→ **Dataset records**:
• • •

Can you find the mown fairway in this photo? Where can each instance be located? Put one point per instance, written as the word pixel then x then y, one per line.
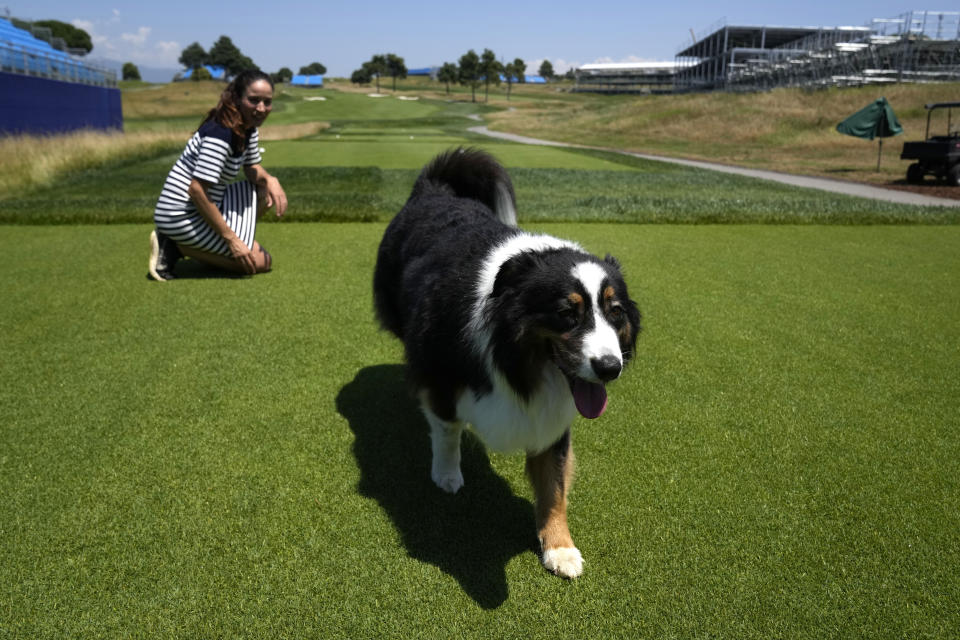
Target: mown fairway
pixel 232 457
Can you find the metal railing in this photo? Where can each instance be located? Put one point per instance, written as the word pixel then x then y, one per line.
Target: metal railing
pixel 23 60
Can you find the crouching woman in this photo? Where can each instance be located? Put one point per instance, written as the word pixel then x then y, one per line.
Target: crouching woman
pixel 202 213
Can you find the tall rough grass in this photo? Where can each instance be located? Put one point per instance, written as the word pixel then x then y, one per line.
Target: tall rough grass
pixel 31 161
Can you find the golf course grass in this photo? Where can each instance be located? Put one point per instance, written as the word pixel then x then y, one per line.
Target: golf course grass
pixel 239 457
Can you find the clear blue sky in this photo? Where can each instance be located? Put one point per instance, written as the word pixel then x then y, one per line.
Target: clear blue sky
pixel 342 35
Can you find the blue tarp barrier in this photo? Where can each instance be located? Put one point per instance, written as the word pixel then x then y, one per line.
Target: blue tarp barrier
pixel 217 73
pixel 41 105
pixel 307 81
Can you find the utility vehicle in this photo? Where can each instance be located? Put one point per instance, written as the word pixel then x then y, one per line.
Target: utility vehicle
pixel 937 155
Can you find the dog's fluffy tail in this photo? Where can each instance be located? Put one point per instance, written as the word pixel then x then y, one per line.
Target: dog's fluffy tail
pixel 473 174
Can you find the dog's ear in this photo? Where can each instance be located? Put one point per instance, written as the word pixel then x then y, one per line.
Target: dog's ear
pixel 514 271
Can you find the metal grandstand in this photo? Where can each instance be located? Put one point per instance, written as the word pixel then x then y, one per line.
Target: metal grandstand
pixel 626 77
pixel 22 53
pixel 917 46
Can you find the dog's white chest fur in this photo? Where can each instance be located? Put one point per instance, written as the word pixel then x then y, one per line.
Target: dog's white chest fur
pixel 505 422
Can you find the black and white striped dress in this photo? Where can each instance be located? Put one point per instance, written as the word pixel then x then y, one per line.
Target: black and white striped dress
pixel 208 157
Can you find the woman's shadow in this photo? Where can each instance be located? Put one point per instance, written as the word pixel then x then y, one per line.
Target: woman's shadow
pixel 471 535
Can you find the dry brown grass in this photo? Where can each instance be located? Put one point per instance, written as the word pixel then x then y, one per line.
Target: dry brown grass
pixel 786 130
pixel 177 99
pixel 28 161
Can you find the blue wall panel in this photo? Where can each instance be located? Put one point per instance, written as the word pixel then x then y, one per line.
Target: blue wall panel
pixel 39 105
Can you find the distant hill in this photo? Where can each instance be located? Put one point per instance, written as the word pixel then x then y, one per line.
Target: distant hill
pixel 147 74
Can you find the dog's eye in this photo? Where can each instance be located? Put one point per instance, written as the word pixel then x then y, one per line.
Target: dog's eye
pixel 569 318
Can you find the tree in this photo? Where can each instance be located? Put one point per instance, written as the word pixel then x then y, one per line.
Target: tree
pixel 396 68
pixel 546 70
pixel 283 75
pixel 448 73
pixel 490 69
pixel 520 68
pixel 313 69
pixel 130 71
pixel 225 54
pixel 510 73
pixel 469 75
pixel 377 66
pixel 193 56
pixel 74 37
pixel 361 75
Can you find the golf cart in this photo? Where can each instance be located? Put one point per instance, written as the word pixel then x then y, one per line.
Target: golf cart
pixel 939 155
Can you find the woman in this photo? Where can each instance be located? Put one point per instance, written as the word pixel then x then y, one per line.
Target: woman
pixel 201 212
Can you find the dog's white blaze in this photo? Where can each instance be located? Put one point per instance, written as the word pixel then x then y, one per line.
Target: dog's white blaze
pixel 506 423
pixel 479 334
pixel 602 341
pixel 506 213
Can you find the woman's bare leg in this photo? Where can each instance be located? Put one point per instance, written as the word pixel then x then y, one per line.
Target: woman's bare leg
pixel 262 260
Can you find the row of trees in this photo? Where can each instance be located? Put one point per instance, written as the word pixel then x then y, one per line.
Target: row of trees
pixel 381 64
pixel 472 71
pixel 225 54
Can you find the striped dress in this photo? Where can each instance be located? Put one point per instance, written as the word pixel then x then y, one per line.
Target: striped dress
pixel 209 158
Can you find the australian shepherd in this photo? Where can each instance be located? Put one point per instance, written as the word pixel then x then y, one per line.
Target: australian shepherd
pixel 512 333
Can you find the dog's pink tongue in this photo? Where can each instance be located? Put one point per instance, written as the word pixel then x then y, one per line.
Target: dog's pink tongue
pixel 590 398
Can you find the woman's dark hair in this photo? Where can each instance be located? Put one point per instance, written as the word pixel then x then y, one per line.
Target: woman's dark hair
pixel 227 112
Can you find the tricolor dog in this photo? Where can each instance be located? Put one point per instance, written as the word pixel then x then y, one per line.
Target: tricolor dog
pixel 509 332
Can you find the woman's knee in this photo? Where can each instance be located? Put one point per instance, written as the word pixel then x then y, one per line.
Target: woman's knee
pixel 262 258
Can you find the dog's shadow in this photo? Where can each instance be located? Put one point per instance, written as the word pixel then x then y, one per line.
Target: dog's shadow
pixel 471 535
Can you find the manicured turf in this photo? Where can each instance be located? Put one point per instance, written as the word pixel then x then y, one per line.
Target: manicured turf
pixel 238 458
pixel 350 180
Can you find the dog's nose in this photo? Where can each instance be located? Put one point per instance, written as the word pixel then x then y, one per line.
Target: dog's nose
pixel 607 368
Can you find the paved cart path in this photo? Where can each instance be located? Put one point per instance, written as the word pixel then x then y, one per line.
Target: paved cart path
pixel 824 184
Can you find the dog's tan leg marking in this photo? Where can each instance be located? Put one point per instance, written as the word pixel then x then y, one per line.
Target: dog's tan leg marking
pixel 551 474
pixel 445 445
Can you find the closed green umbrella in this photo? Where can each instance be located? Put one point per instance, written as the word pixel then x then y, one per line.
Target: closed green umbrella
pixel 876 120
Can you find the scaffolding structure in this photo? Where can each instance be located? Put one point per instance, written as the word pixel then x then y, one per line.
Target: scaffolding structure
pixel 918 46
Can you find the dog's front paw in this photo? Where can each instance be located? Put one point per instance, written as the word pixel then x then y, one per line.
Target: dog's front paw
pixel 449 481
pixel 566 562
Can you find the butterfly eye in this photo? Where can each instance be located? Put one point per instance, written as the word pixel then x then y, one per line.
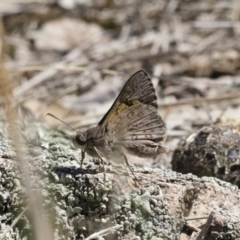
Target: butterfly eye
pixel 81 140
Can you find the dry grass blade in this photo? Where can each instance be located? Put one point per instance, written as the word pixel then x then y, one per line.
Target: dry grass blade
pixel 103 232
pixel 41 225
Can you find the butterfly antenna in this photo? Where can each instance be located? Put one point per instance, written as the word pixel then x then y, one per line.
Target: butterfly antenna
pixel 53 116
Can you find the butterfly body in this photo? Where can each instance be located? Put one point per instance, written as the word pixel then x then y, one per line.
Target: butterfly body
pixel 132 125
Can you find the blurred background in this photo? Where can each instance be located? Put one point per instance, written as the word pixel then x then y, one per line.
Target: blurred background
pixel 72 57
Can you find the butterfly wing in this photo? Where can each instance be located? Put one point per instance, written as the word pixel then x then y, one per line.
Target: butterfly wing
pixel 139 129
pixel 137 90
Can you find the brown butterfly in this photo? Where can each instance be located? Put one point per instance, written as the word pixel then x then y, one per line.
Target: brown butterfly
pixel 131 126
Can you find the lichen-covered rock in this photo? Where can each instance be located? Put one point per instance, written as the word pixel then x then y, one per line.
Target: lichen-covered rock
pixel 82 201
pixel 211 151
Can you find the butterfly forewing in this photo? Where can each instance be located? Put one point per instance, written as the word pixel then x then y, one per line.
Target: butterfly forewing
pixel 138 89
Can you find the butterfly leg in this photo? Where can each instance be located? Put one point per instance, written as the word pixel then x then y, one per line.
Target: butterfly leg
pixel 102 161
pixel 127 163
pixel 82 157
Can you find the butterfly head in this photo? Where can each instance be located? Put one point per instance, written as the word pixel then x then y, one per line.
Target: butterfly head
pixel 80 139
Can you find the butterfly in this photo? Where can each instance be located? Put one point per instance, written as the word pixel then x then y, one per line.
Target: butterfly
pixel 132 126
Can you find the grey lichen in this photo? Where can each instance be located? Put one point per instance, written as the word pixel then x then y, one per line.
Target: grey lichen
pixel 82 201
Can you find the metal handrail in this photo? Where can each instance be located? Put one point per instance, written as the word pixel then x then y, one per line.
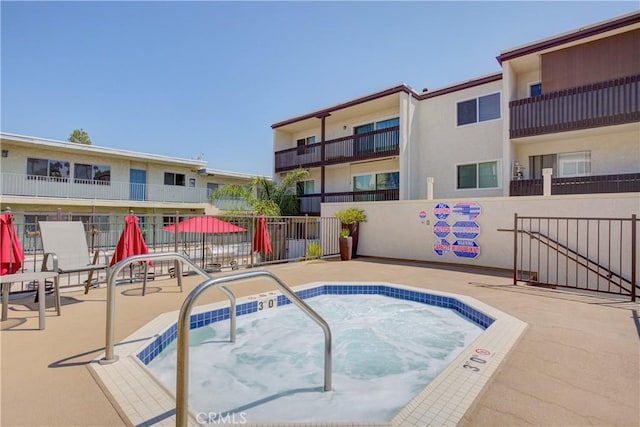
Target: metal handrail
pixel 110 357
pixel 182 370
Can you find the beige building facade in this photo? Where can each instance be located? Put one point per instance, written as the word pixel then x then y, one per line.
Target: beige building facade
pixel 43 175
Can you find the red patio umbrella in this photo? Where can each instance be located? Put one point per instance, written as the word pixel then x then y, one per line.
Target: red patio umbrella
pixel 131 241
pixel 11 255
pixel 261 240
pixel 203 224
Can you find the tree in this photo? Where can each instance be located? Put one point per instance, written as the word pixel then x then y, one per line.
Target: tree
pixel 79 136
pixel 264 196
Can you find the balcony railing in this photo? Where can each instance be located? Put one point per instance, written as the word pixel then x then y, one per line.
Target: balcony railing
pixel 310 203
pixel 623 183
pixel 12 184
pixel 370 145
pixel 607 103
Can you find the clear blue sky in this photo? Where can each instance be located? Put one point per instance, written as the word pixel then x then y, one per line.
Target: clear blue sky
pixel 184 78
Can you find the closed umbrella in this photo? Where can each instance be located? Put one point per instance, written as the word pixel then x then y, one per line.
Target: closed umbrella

• • •

→ **WHAT THE TASK REQUIRES**:
Reproduce the lines of the material above verbatim, from the line containing "Can you find the metal railing" through the line containing "pixel 202 213", inclusive.

→ **ANSWER TO THE TASK**:
Can you find the metal railing in this photo? Where can each instance be located? Put one point per instance, written as the word pixel then x then y, one per line.
Target: metal railing
pixel 23 60
Can you find the crouching woman in this photo? Where can each instance be located? Put one point per instance, written as the word pixel then x then y, one per line.
Target: crouching woman
pixel 202 213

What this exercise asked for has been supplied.